__TASK DETAILS__.
A complete, unaltered copy of the listing is needed. Write it out.

□ □ □

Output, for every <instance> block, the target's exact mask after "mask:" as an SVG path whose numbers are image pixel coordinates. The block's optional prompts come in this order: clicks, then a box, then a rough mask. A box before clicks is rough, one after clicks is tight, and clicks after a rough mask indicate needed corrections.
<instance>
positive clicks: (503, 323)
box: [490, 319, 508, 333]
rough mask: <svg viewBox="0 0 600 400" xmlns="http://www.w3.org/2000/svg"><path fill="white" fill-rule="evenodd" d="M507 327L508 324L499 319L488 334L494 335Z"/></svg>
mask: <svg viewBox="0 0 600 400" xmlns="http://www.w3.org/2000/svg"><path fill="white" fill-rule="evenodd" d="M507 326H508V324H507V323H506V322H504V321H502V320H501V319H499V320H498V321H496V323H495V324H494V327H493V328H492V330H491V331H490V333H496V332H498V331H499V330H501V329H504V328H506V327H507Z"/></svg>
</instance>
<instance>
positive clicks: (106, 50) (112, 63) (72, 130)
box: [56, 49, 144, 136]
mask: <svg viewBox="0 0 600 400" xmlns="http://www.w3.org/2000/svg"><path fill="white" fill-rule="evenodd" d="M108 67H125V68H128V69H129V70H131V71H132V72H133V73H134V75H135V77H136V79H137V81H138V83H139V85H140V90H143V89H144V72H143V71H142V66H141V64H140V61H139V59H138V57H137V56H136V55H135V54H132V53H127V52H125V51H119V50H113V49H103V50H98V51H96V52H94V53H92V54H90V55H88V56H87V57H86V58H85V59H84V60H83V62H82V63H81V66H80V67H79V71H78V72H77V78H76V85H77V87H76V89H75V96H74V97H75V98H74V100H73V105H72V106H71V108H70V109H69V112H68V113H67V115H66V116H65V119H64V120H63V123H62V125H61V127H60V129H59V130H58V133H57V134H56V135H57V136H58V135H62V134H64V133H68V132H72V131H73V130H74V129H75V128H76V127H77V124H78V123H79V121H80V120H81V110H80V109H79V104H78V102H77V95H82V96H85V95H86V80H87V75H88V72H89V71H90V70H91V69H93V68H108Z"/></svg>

□ □ □

__RESPONSE TO THIS TASK__.
Output, for every <instance> block, the target's exact mask after "mask:" as an SVG path whose numbers are image pixel coordinates. The block's optional prompts come in this order: clicks, then a box, then a rough mask. A box before clicks is rough, one after clicks is tight, and clicks after a rough mask indicate needed corrections.
<instance>
positive clicks: (503, 323)
box: [490, 319, 508, 333]
rough mask: <svg viewBox="0 0 600 400" xmlns="http://www.w3.org/2000/svg"><path fill="white" fill-rule="evenodd" d="M507 327L508 324L499 319L488 334L494 335Z"/></svg>
mask: <svg viewBox="0 0 600 400" xmlns="http://www.w3.org/2000/svg"><path fill="white" fill-rule="evenodd" d="M507 326H508V324H507V323H506V322H504V321H502V320H501V319H499V320H498V321H496V323H495V324H494V327H493V328H492V330H491V331H490V333H496V332H498V331H499V330H501V329H504V328H506V327H507Z"/></svg>
</instance>
<instance>
positive clicks: (106, 50) (112, 63) (72, 130)
box: [56, 49, 144, 136]
mask: <svg viewBox="0 0 600 400" xmlns="http://www.w3.org/2000/svg"><path fill="white" fill-rule="evenodd" d="M108 67H125V68H128V69H129V70H131V71H132V72H133V73H134V75H135V77H136V79H137V81H138V83H139V85H140V90H143V89H144V72H143V71H142V66H141V64H140V61H139V59H138V57H137V56H136V55H135V54H132V53H127V52H125V51H119V50H113V49H103V50H98V51H96V52H94V53H92V54H90V55H88V56H87V57H86V58H85V59H84V60H83V62H82V63H81V66H80V67H79V71H78V72H77V78H76V85H77V87H76V89H75V96H74V97H75V98H74V100H73V105H72V106H71V108H70V109H69V112H68V113H67V115H66V116H65V119H64V120H63V123H62V125H61V127H60V129H59V130H58V133H57V134H56V135H57V136H58V135H62V134H64V133H68V132H72V131H73V130H74V129H75V128H76V127H77V124H78V123H79V121H80V120H81V110H80V109H79V104H78V102H77V95H82V96H85V95H86V80H87V75H88V72H89V71H90V70H91V69H93V68H108Z"/></svg>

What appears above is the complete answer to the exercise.